Task objective =
Copy out the rows exactly, starting at the line with "Segmentation: produce, for" and ending at the line with "negative clicks: (809, 110)", both included.

Entries shown =

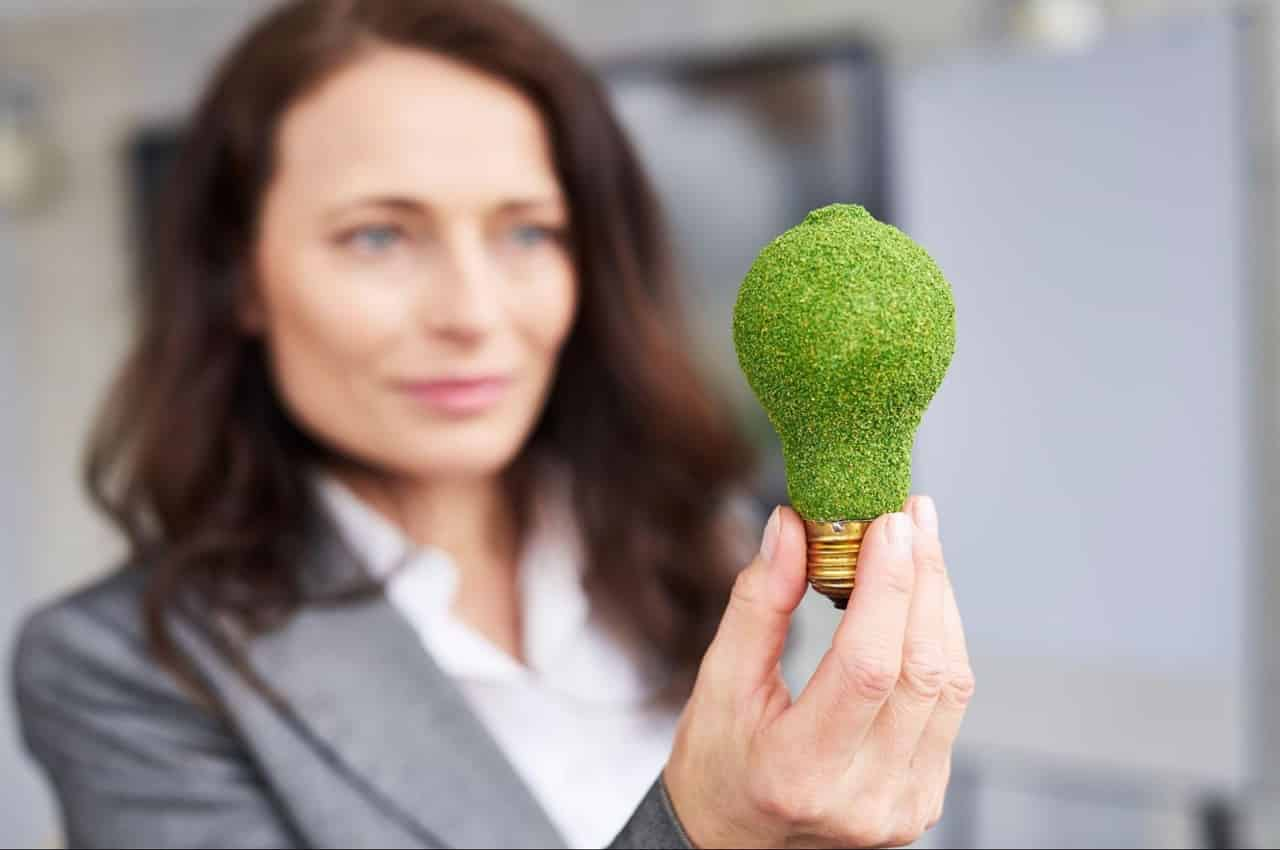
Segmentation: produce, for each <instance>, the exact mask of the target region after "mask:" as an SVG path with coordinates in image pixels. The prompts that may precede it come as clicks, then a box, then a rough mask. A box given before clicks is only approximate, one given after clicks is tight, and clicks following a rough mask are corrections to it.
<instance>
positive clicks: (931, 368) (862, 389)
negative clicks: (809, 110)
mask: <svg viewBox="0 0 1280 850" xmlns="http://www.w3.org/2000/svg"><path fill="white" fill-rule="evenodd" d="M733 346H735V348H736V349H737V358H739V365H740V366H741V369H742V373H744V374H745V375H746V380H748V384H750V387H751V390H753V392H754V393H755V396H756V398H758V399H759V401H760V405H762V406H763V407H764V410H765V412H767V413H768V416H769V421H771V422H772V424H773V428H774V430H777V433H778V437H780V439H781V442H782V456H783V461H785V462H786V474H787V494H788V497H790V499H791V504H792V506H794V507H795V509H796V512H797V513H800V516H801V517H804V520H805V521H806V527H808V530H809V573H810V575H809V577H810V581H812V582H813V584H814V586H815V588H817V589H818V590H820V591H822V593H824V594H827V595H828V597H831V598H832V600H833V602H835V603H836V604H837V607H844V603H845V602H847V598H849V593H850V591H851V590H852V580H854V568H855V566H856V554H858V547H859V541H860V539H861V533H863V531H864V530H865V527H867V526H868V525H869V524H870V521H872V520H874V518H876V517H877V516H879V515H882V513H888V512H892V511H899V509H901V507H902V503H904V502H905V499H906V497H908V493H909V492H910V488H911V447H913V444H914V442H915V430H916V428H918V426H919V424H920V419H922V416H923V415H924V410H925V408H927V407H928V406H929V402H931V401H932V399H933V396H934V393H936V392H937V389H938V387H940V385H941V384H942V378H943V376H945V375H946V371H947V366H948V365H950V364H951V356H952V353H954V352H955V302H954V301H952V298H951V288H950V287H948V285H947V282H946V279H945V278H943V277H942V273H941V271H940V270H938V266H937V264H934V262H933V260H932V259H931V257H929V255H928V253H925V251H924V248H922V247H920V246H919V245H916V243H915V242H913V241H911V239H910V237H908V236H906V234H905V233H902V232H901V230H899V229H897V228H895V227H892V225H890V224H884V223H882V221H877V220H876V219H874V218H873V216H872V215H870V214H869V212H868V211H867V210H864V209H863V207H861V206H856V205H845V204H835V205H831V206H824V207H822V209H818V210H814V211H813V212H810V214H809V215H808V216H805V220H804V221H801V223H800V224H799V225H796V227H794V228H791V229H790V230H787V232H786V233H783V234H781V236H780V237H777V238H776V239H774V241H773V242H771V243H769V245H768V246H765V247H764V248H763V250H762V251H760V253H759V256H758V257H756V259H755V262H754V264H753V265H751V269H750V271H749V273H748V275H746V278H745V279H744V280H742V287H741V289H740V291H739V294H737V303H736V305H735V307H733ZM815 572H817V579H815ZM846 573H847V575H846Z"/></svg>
--
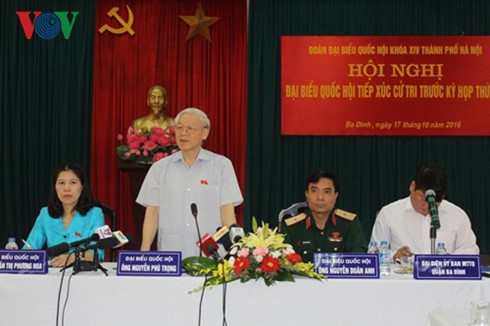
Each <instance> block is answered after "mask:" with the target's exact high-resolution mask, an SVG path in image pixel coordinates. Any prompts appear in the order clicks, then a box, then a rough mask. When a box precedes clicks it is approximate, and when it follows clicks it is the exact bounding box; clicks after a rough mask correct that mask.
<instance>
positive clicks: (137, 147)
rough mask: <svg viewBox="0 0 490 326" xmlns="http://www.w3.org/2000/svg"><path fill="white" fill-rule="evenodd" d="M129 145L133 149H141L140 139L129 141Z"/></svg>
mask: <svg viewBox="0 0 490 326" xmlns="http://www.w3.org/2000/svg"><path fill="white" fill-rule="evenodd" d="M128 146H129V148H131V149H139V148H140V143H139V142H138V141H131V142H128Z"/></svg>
...
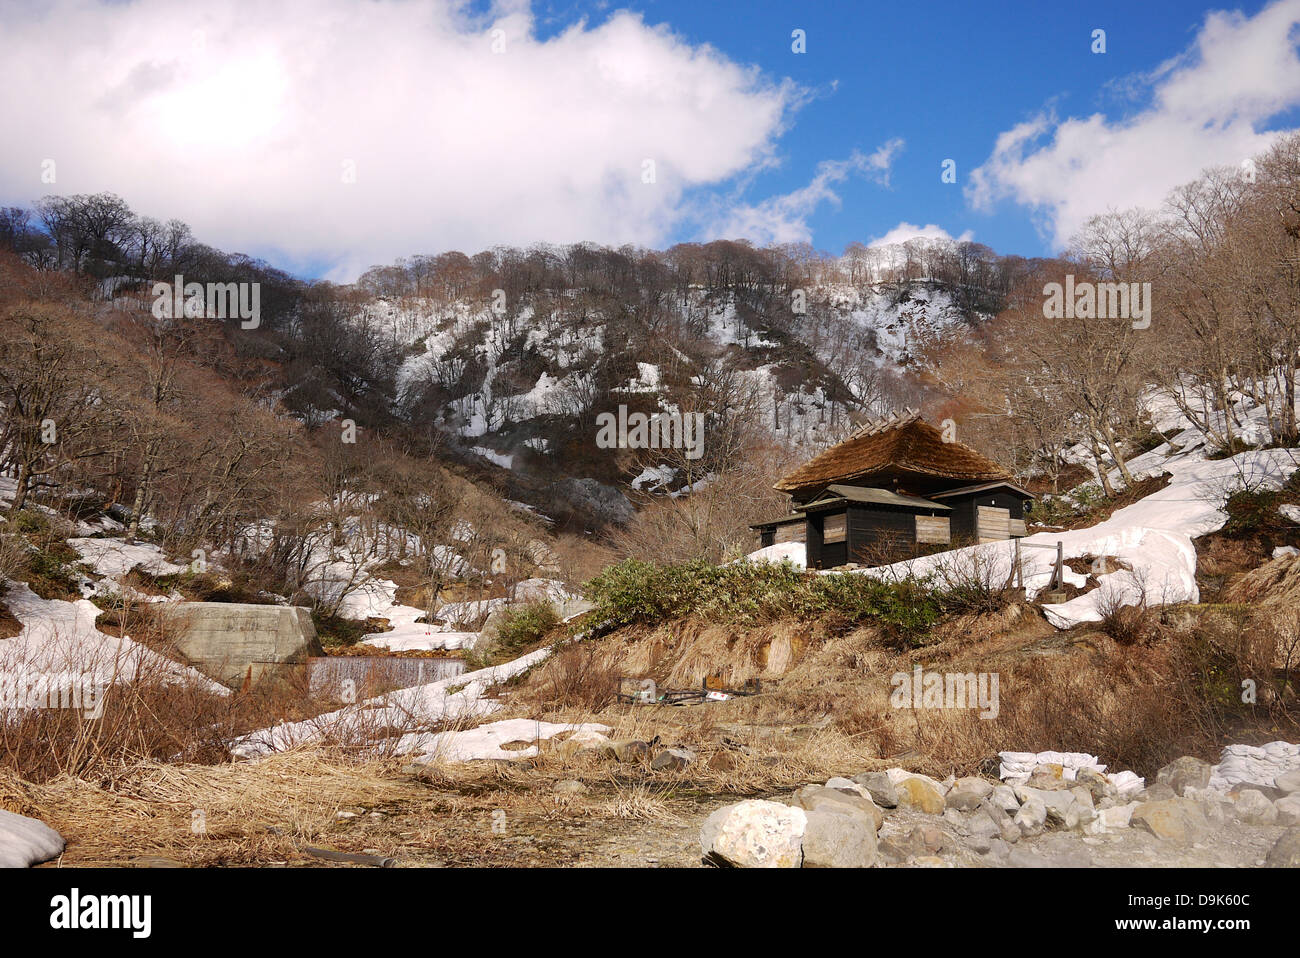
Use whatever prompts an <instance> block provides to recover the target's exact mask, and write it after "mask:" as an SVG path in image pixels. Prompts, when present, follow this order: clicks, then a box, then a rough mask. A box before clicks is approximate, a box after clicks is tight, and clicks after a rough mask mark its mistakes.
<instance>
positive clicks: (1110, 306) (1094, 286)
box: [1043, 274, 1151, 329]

Result for this exercise =
Segmentation: produce, for each <instance>, the exact mask of the target region after "mask:" as an SVG path with coordinates in image pixels. The prompts that may precede it come as clicks, then a box, then a rough mask. A box given before clicks is only approximate, one given after clicks is tight, and clicks following a rough mask are corrections to it.
<instance>
positive clicks: (931, 368) (862, 389)
negative clicks: (809, 110)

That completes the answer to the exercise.